##### Input

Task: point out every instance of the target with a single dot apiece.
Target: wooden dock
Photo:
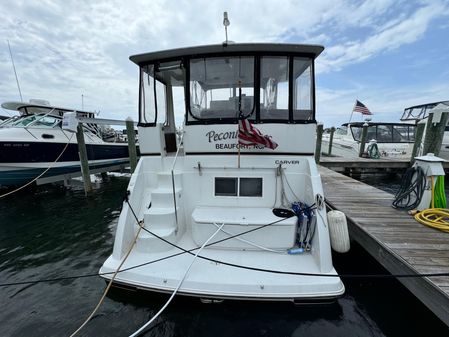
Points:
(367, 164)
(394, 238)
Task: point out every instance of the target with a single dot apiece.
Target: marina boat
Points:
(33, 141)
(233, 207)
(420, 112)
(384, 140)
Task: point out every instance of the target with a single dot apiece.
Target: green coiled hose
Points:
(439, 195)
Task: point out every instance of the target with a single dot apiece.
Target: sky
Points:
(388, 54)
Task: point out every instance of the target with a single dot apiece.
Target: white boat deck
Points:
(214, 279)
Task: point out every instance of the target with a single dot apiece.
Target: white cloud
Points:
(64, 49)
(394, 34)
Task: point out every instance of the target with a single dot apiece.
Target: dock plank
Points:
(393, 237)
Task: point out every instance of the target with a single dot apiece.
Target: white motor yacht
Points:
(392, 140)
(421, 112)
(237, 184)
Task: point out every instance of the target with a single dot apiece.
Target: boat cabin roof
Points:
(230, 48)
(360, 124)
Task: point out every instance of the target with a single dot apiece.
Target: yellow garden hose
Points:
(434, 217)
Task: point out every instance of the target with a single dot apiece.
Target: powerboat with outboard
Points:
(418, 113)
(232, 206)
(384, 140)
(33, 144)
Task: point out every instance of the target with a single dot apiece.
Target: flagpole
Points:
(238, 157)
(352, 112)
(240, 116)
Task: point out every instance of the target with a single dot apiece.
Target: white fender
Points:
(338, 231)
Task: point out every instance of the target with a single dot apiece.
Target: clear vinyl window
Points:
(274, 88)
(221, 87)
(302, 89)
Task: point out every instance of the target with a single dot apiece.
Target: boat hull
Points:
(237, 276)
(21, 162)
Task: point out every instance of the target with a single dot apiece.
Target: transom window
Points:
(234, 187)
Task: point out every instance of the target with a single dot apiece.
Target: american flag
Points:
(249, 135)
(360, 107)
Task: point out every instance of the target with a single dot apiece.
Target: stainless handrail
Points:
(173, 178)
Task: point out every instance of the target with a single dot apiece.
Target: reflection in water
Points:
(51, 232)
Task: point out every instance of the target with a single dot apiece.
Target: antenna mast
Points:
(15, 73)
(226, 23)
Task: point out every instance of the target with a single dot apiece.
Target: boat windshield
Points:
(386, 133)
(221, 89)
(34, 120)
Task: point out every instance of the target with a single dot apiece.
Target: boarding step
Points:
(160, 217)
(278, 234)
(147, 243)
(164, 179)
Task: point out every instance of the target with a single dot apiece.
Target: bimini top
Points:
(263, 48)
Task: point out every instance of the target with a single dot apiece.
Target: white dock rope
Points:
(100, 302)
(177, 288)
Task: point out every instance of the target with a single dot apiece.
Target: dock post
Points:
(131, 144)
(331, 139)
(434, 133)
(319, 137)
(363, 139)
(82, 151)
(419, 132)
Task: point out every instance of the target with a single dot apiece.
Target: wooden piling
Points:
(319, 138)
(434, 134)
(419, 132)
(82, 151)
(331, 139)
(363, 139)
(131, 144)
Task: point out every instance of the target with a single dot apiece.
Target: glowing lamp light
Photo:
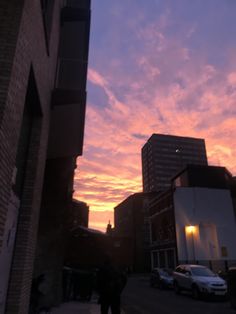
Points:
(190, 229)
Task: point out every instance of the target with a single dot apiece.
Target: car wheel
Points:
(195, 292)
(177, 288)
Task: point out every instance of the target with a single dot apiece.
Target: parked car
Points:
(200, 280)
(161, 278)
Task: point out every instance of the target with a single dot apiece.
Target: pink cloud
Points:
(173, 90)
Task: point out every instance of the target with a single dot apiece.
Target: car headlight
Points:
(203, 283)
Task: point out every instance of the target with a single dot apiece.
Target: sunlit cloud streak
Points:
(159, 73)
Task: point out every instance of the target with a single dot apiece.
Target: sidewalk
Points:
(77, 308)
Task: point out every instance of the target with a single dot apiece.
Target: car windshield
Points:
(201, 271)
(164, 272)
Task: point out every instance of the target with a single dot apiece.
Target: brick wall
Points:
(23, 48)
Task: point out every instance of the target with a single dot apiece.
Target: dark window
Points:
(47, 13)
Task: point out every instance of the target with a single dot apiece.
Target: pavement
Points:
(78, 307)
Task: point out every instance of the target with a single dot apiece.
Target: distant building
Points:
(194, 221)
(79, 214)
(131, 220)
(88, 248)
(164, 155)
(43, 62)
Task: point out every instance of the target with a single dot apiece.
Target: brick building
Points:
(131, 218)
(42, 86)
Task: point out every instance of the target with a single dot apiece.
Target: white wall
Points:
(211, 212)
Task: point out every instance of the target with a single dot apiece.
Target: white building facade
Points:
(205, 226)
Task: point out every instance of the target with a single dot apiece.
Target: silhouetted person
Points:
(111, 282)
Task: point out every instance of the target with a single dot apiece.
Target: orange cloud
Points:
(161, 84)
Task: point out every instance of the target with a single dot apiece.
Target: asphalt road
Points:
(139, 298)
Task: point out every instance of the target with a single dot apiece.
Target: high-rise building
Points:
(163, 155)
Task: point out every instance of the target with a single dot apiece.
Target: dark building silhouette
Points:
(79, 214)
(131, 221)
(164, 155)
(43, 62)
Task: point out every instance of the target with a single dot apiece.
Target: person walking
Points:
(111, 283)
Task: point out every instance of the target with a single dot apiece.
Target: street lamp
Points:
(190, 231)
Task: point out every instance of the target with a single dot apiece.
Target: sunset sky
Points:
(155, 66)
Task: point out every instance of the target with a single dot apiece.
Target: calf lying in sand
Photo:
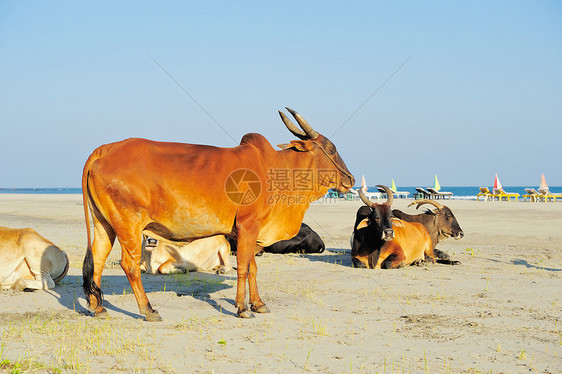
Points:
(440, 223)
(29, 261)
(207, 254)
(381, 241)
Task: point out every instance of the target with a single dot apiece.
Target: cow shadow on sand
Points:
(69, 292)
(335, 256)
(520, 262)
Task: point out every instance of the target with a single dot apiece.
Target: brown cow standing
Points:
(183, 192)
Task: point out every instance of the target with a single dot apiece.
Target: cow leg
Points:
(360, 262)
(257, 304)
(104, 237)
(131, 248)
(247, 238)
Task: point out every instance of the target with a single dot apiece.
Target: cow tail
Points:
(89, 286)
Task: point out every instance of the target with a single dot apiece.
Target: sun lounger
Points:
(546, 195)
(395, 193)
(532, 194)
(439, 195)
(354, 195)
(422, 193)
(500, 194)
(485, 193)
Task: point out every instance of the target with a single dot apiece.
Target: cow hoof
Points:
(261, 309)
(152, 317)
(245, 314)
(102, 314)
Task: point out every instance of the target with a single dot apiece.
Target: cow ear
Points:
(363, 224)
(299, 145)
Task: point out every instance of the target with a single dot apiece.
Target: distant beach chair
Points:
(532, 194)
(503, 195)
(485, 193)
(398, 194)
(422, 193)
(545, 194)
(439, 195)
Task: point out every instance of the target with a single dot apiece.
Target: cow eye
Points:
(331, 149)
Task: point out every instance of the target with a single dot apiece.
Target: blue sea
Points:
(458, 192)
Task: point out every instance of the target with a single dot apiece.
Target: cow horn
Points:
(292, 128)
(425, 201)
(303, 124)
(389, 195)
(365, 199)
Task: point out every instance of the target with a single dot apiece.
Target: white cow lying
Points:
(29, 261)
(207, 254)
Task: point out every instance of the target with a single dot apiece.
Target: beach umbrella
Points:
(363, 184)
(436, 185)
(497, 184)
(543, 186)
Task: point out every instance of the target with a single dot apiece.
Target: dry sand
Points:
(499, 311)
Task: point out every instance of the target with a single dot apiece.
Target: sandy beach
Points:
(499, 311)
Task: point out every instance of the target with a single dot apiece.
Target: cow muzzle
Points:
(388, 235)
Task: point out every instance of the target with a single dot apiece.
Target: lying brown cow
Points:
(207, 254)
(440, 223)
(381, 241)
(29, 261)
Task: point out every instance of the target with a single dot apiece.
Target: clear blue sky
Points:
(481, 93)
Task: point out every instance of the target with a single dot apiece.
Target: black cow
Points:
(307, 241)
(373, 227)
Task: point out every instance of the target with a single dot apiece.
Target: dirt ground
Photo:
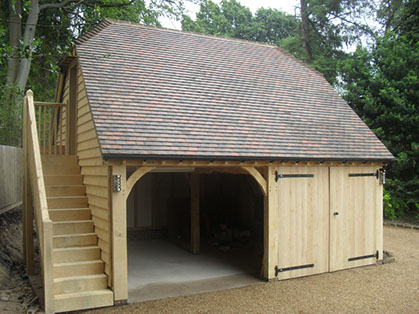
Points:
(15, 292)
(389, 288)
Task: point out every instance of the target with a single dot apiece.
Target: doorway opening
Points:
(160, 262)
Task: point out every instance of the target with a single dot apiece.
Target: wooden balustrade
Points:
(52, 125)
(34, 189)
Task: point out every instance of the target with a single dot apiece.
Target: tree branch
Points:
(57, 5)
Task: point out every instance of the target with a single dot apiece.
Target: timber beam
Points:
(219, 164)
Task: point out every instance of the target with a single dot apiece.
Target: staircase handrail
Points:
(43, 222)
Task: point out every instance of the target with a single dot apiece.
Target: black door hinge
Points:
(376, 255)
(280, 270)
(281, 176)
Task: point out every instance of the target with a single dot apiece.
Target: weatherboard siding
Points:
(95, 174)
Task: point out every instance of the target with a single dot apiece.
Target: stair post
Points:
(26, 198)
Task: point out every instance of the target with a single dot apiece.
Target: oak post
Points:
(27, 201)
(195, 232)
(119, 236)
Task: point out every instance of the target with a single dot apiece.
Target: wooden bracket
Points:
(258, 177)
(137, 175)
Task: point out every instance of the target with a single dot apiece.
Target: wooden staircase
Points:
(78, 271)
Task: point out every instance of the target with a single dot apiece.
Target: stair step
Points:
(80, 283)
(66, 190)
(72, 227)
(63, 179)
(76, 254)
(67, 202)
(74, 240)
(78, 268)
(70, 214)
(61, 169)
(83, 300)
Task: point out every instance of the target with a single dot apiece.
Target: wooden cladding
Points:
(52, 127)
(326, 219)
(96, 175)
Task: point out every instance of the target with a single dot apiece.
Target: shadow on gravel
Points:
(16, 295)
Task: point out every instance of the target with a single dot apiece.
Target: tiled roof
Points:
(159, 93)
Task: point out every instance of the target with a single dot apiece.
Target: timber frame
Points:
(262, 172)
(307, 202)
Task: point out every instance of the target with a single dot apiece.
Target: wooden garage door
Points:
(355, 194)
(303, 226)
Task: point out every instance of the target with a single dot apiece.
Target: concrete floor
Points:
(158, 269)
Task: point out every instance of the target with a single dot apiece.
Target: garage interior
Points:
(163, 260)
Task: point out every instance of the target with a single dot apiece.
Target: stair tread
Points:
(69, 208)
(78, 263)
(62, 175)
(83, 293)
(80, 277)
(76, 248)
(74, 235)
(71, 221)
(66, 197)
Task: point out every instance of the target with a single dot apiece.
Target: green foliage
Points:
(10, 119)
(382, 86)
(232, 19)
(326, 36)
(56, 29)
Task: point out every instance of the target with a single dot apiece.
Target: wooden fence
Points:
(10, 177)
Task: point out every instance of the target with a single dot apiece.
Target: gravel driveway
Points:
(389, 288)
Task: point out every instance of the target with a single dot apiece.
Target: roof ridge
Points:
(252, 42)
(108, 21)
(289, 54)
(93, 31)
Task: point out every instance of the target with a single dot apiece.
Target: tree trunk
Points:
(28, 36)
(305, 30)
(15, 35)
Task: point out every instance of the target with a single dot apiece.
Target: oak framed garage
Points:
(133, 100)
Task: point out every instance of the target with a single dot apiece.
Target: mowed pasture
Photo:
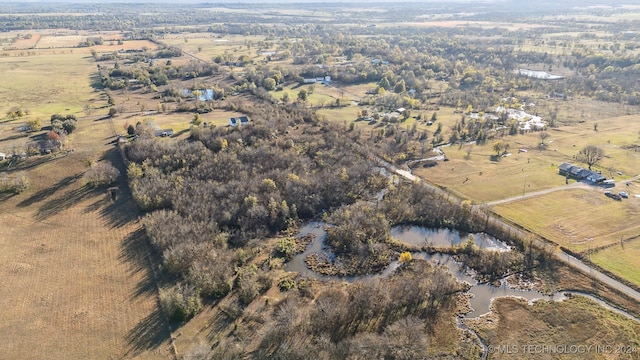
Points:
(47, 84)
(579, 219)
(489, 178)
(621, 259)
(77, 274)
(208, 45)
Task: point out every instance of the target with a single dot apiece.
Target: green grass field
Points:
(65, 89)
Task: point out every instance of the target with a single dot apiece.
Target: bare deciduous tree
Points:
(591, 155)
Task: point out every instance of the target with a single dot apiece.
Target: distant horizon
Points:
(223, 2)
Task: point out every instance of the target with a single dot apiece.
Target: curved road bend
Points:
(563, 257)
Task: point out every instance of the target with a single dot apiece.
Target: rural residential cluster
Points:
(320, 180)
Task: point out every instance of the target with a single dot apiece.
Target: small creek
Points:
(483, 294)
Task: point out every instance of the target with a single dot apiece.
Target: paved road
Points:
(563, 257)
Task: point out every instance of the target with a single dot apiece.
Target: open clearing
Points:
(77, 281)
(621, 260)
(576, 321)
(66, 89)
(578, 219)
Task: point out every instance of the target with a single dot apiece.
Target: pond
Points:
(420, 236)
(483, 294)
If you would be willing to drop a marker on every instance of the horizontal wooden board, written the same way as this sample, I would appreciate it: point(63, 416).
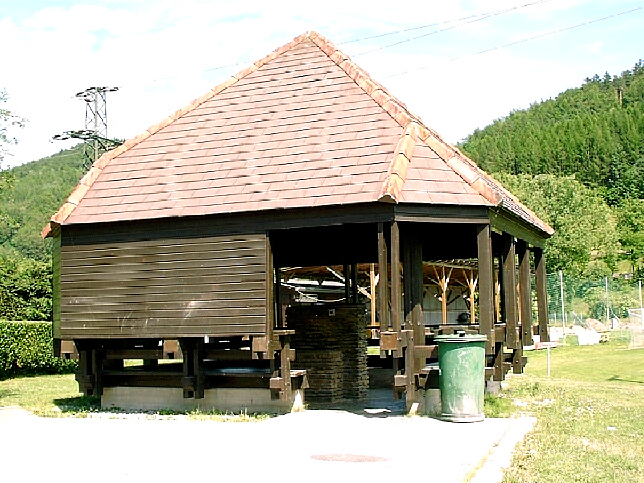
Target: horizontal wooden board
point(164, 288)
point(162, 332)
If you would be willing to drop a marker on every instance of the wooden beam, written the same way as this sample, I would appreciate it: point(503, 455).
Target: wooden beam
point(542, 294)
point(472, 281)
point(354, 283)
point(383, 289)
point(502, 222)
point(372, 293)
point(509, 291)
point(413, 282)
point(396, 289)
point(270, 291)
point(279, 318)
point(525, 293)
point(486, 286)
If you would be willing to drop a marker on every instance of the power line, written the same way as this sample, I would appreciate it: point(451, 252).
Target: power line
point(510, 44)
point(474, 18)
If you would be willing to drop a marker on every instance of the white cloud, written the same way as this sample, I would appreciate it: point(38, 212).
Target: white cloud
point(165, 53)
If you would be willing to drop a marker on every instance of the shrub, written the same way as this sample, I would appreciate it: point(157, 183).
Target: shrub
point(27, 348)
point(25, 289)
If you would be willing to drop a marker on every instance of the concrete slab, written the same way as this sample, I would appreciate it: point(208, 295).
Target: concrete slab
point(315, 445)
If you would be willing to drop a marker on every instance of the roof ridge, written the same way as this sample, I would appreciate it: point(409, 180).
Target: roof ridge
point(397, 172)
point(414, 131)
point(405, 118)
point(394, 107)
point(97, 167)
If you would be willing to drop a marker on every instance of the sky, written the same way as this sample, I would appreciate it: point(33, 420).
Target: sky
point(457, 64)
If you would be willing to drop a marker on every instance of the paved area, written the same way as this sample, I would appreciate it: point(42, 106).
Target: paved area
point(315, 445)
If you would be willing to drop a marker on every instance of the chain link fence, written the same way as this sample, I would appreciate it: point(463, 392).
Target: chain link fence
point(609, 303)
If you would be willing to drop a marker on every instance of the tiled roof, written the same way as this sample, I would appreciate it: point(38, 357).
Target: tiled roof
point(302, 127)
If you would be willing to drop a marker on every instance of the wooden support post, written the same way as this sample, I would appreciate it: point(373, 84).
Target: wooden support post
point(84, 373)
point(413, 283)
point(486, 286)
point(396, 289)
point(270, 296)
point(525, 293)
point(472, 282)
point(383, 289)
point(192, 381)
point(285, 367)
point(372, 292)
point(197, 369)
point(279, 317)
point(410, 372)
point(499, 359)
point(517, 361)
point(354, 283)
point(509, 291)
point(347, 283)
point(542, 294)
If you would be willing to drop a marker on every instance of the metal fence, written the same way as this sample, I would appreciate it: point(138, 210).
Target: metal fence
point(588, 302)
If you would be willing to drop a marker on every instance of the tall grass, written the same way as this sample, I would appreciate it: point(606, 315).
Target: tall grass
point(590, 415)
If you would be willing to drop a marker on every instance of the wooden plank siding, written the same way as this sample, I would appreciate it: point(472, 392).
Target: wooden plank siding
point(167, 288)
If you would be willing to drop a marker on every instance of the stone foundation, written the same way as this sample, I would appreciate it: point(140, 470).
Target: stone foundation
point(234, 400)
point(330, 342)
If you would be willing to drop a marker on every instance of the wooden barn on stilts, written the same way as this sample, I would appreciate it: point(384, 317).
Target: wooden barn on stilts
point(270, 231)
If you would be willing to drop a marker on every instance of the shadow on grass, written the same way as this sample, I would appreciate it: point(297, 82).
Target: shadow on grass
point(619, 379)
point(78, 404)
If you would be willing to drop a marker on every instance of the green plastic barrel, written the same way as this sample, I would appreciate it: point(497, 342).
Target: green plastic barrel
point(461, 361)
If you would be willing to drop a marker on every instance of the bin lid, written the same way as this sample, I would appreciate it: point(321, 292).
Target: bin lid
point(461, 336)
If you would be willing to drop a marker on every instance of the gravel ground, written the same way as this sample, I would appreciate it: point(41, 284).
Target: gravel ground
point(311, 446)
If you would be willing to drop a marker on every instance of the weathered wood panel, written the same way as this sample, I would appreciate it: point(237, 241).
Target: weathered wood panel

##########

### Aim of the exercise
Where does the string "window" appear in the records above? Show every line that holds it.

### Result of the task
Target: clear vinyl window
Target: transom window
Target: dark window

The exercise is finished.